** START OF Entries provided **
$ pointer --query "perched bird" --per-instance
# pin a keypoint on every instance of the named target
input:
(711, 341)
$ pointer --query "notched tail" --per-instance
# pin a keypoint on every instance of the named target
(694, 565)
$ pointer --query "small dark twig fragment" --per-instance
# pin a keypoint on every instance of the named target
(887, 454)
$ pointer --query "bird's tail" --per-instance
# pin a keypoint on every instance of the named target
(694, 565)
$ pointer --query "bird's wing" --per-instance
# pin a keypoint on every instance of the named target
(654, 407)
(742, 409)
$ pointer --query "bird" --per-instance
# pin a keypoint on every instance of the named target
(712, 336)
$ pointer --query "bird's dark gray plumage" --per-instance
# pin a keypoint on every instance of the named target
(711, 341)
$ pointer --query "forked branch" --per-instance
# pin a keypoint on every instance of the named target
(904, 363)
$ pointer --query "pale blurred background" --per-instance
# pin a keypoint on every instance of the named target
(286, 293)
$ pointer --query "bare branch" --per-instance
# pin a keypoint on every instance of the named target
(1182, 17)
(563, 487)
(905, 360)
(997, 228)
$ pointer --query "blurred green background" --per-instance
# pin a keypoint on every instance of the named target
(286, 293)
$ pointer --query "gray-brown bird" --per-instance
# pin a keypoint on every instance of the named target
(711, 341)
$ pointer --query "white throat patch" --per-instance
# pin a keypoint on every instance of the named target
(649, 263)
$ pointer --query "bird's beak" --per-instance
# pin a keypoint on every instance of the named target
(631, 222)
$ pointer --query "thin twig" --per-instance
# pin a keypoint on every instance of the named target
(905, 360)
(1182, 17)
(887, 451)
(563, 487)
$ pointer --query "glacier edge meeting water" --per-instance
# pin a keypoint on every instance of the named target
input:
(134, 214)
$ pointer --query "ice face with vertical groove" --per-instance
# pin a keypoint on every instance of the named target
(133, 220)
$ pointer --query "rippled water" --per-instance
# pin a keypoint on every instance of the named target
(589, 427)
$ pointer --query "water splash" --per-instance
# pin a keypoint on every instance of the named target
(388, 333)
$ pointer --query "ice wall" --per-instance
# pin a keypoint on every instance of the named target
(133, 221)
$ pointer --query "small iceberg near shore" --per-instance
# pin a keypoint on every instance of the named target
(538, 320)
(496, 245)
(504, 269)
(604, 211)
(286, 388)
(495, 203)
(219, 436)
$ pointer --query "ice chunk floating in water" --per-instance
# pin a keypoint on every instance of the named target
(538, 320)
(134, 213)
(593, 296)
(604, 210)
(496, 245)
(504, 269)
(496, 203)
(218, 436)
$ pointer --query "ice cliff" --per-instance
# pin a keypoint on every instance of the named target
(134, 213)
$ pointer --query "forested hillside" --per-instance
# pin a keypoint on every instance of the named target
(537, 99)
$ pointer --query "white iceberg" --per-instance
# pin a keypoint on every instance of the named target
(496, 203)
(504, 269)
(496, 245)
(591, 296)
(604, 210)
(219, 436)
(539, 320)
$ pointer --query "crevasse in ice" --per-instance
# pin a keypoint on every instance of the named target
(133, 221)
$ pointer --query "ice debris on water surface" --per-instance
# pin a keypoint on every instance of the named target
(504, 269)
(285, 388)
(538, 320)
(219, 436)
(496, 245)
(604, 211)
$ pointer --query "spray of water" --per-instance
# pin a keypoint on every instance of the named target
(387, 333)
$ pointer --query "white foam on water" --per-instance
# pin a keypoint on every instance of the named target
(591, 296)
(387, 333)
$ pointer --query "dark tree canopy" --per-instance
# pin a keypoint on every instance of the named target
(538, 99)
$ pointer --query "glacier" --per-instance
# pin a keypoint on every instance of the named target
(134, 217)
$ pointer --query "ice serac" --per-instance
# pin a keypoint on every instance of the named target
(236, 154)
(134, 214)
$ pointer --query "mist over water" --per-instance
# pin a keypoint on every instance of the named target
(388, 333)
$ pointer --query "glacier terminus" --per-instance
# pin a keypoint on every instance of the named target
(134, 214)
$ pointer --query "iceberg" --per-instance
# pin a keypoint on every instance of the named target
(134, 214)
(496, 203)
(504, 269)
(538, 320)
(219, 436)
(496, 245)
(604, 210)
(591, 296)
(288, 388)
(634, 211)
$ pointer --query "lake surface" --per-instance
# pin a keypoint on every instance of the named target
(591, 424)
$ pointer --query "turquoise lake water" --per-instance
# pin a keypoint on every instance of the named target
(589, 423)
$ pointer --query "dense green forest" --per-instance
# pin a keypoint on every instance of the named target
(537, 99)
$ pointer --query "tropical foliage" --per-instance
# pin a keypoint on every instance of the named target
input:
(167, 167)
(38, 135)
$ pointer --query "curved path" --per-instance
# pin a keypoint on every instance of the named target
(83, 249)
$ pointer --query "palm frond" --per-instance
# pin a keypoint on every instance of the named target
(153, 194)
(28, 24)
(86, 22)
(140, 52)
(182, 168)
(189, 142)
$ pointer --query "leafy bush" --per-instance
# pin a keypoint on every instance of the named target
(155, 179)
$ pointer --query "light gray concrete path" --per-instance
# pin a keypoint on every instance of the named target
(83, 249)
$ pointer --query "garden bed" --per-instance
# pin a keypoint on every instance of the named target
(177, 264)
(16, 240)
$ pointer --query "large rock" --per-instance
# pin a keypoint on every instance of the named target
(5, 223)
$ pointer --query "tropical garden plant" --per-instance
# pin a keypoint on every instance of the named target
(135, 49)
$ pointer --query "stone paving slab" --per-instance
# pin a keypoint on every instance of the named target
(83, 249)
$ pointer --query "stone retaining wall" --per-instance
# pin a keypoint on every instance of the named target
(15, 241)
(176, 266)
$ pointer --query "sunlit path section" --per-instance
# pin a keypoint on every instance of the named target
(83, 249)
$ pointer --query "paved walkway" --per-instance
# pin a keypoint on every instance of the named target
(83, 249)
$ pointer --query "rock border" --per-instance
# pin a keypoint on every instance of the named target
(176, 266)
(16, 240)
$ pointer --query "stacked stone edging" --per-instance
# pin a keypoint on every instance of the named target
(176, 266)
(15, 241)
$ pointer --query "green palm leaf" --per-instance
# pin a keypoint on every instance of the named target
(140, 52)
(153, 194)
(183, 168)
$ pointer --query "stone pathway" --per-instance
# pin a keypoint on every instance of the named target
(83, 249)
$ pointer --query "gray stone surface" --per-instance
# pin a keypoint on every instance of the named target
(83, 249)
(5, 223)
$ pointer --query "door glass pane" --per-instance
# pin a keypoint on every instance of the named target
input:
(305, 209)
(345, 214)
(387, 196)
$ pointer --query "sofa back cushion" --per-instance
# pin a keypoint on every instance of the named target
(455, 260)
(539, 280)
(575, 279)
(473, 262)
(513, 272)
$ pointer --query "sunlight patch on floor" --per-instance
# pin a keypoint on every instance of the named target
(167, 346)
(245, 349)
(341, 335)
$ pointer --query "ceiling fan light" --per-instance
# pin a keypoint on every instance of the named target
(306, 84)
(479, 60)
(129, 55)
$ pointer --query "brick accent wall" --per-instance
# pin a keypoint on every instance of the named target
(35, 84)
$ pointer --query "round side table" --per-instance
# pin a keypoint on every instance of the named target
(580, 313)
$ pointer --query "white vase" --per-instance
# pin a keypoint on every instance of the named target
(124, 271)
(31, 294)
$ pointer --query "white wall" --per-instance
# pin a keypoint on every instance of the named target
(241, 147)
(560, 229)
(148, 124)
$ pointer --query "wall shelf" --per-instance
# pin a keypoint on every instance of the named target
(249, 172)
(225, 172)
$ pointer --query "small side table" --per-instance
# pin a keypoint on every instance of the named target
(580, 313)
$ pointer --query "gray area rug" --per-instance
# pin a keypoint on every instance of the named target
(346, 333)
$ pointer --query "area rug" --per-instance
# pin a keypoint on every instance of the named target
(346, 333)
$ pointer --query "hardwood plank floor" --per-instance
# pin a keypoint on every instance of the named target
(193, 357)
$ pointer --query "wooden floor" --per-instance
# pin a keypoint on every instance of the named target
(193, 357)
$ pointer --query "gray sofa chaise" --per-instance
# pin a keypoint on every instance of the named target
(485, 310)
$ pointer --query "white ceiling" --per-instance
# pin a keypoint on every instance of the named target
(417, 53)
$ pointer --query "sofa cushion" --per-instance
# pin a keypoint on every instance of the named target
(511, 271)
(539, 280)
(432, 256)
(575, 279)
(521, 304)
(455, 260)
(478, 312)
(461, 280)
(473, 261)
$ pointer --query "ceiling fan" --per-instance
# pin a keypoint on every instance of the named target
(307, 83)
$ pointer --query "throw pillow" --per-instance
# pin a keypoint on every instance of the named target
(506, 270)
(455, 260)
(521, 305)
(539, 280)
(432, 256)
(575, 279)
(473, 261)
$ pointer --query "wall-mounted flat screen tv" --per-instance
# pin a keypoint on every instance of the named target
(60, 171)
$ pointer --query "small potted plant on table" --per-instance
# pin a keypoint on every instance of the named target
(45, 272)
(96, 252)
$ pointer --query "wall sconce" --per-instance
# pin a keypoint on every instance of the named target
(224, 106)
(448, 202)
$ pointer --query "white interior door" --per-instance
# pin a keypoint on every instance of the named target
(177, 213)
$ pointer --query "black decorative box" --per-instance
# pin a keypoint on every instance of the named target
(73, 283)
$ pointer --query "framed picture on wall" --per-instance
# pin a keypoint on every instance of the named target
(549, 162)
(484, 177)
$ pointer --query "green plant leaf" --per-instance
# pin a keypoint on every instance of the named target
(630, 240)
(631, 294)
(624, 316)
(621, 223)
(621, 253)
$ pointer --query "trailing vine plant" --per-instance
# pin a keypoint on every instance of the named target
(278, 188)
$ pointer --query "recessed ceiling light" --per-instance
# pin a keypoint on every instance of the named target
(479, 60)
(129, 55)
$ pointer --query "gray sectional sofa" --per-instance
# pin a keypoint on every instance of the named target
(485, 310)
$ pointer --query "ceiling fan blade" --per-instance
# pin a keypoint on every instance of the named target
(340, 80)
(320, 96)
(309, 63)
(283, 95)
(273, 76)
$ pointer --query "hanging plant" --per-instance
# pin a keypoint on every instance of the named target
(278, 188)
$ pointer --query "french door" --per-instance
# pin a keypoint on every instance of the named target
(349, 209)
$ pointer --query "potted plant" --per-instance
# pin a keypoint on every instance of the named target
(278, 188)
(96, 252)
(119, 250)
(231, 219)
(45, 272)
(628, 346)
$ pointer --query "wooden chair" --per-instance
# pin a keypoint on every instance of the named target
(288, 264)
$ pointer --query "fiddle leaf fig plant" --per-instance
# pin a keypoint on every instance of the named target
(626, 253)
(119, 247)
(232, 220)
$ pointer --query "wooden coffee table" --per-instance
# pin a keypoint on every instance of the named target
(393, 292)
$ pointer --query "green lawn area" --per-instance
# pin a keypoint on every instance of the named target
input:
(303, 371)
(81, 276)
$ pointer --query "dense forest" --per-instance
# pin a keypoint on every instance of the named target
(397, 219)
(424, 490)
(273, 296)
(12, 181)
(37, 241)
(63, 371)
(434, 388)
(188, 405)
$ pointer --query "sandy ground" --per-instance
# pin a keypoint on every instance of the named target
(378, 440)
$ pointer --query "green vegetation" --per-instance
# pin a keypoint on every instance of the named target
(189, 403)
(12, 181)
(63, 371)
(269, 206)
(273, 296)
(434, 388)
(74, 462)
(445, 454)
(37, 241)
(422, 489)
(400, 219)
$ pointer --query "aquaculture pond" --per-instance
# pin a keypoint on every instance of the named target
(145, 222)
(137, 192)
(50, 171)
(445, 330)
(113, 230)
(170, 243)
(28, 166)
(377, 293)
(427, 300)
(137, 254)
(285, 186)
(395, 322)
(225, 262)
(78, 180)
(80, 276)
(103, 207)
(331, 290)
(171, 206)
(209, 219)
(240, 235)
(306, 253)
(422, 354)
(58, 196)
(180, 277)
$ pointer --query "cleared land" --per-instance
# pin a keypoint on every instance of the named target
** END OF Entries provided **
Your goal ->
Identify every line of the material above that contains the string "palm", and copy each one. Case counts.

Completed task ->
$ pointer --query "palm frond" --per-instance
$ pointer --query "green palm leaf" --per-instance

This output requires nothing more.